## [Task goal]
Update the stretch of the Georgia mail-ballot article from "In March, Raffensperger" through "vote by mail.", putting "unusual" in place of "unprecedented".

## [Text passage]
⁂

Tech glitches keep Atlanta voters waiting for mail ballots

The election director for Georgia’s most populous county said Thursday that technical issues have prevented officials from processing absentee ballot applications sent in by email, causing a backlog of thousands of pending applications ahead of the June 9 primaries.

Voters in Fulton County, covering Atlanta and its northern and southern suburbs, have complained of weeks of waiting with little or no information. The issue highlights growing pains Georgia counties are experiencing from the state’s big shift toward absentee voting by mail amid the coronavirus pandemic.

Election Director Richard Barron made the remarks at a video conference meeting of the Fulton County election board. He said that while the county was largely caught up with ballot applications sent through the mail, processing emailed applications has caused “a lot of difficulty.”

First a “deluge” of email applications essentially froze the county email accounts where they’re collected because “there was so much memory taken up from all of the attachments,” Barron said. Then, he said, various types of attachments, including some with movie files, jammed up printers.

Barron said the county has received nearly 27,000 emails containing applications, though he said he couldn’t give a total number of applications because some contain applications for multiple people while others are potential duplicates. Only about 3,000 of them have been able to be processed so far, he said.

Barron said that a workaround is being implemented and that the county should be caught up on the processing of email applications by next week. He said workers from other areas of county government are being brought on to help and that staff are working overtime to get caught up.

Georgia Secretary of State Brad Raffensperger’s office said in a news release Thursday that nearly 1.4 million absentee ballot requests have been processed so far across Georgia. Of those, over 1.3 million ballots have been mailed out and more than 1.1 million have been delivered to homes. The release says more than 278,000 voted ballots have been returned to counties.

Raffensperger estimates that up to half of all voters will vote absentee by mail in the June 9 election, when only about 5-7% of voters typically do so, according to the release.

The state has twice postponed primaries because of the pandemic. Georgia’s March 24 presidential primaries were first moved to May 19, when voters were set to choose party nominees for other 2020 races including a U.S. Senate contest. As infections and deaths mounted, election day was bumped back again to June 9.

In March, Raffensperger took the unprecedented step of sending absentee ballot applications to all 6.9 million active registered voters statewide, encouraging as many as possible to vote by mail.

In-person voting will still be available for those who need or want it, though fewer polling places than usual will be in use.

⁂

## [Data shown]
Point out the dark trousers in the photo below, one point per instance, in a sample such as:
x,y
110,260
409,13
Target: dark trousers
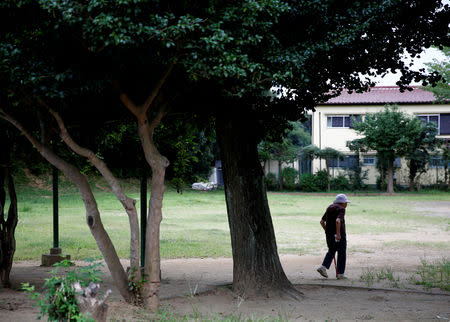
x,y
333,247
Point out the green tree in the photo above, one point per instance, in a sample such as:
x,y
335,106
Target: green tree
x,y
391,133
328,154
442,89
418,155
286,150
216,59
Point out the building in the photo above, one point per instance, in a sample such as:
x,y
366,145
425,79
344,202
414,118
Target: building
x,y
332,127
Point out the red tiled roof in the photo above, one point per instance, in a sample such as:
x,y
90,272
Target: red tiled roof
x,y
384,95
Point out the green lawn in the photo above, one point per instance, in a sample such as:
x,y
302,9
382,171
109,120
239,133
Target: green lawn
x,y
195,223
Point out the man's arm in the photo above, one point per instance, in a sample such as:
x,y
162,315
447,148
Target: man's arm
x,y
338,229
323,224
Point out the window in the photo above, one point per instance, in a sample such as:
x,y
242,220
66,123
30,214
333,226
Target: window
x,y
338,121
437,162
342,121
430,118
348,162
369,160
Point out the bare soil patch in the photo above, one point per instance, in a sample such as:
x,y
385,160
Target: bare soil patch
x,y
199,287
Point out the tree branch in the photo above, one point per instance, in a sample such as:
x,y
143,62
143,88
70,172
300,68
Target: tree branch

⁂

## [Task response]
In March, Raffensperger took the unusual step of sending absentee ballot applications to all 6.9 million active registered voters statewide, encouraging as many as possible to vote by mail.